▸ TEXT PROVIDED:
________
KOSOVO ROMA TODAY
Since independence in 2008, Kosovo remains a dangerous place for Roma. The ethnic minorities living in Kosovo prior to 1999 were: Serbs, Roma, Ashkali and Egyptians (Albanian speaking Roma), Turks, Gorani (Muslim Slavs), Bosnian Croats, Jews, and others. According to UN figures, 230,000 ethnic minority people were driven out of the Kosovo region in the late 1990s. This was the second largest ethnic cleansing in the former Yugoslavia and was barely reported in the world news.
According to Human Rights Watch,"Kosovo's Roma, Ashkali, and Egyptians are historically its poorest and its most economically, politically, and socially marginalized minority. In recent years, many have been displaced because of the war, ethnic conflict, extreme poverty, and political instability. Their numbers decreased from more than 200,000 before the war in 1999 to 38,000 today. The Roma have often been the targets of violent attacks, spurned by some Kosovo Albanians - the largest ethnic group in Kosovo - as "collaborators" with the minority Serb population. Some of them have obtained refugee status abroad, while others remain under temporary protection mechanisms."
________
▸ DATASET EXTRACT:

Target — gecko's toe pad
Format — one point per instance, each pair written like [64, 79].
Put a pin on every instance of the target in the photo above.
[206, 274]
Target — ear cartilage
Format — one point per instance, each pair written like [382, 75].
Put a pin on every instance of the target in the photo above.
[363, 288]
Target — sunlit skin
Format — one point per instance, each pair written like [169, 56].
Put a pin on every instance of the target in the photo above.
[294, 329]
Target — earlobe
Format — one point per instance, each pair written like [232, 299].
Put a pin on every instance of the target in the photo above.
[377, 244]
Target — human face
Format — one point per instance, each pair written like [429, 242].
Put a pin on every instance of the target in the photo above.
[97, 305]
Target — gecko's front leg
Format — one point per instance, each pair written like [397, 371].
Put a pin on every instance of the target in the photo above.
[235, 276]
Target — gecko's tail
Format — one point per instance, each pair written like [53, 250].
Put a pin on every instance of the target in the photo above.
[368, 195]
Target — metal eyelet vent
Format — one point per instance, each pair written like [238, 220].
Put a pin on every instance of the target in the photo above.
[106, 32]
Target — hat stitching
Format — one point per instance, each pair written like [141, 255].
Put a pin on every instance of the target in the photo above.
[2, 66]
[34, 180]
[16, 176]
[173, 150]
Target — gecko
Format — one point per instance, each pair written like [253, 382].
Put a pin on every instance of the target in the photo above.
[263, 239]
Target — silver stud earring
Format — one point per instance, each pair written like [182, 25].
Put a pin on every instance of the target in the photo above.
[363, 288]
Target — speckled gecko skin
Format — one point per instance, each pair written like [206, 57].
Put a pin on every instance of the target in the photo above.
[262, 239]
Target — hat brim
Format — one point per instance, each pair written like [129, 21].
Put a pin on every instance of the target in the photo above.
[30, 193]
________
▸ EXERCISE 1:
Using the text on Kosovo's Roma above, answer the following:
(a) In what year did Kosovo become independent?
(b) According to UN figures, how many ethnic minority people were driven out of the Kosovo region in the late 1990s?
(c) According to Human Rights Watch, what is the current number of Kosovo's Roma, Ashkali, and Egyptians?
▸ EXERCISE 2:
Extend the text on Kosovo's Roma above, beginning after its final sentence.

▸ ANSWER SECTION 1:
(a) 2008
(b) 230,000
(c) 38,000

▸ ANSWER SECTION 2:
Freedom of movement is still one of the biggest concerns for Roma in Kosovo; most are unable to go to work, shop for their families, or attend schools. Few international NGOs will hire Roma as translators because most NGOs are either run by Albanians uninterested in integrating Roma, or because they fear that they might be targeted by extremist Albanians. Many Roma are unable to travel to the hospital for routine or emergency treatment. The hospital in Mitrovica is more than an hour's drive from the Serbian enclaves near Pristina where many displaced Roma live. Most of the Roma that remain in Kosovo today live either in Serbian enclaves in Internally Displaced Persons' (IDP) camps.
For over a decade 500-700 Roma lived in three UN-created refugee camps in north Mitrovica (Cesmin Lug, Osterode and Leposavic), where they were exposed to harmful lead contamination. The camps were constructed on heavy metal mines which had fallen out of use after the Kosovo War of 1999. The residents, especially children, suffered severe lead poisoning due to lead levels that were 10 times the permissible level; this was carefully documented and repeatedly condemned by then World Health Organization. Only recently were most Roma moved from these camps; however, their new residences are still sub-standard.
Today, in independent Kosovo, Roma find it very difficult to obtain a birth certificate in the place where they were born. Roma have lived in Kosovo for 700 years, but they remain abused, persecuted, and ignored. In Western Europe, thousands of Roma are facing forced repatriation, and hundreds have already been deported from Denmark and Germany back to Kosovo.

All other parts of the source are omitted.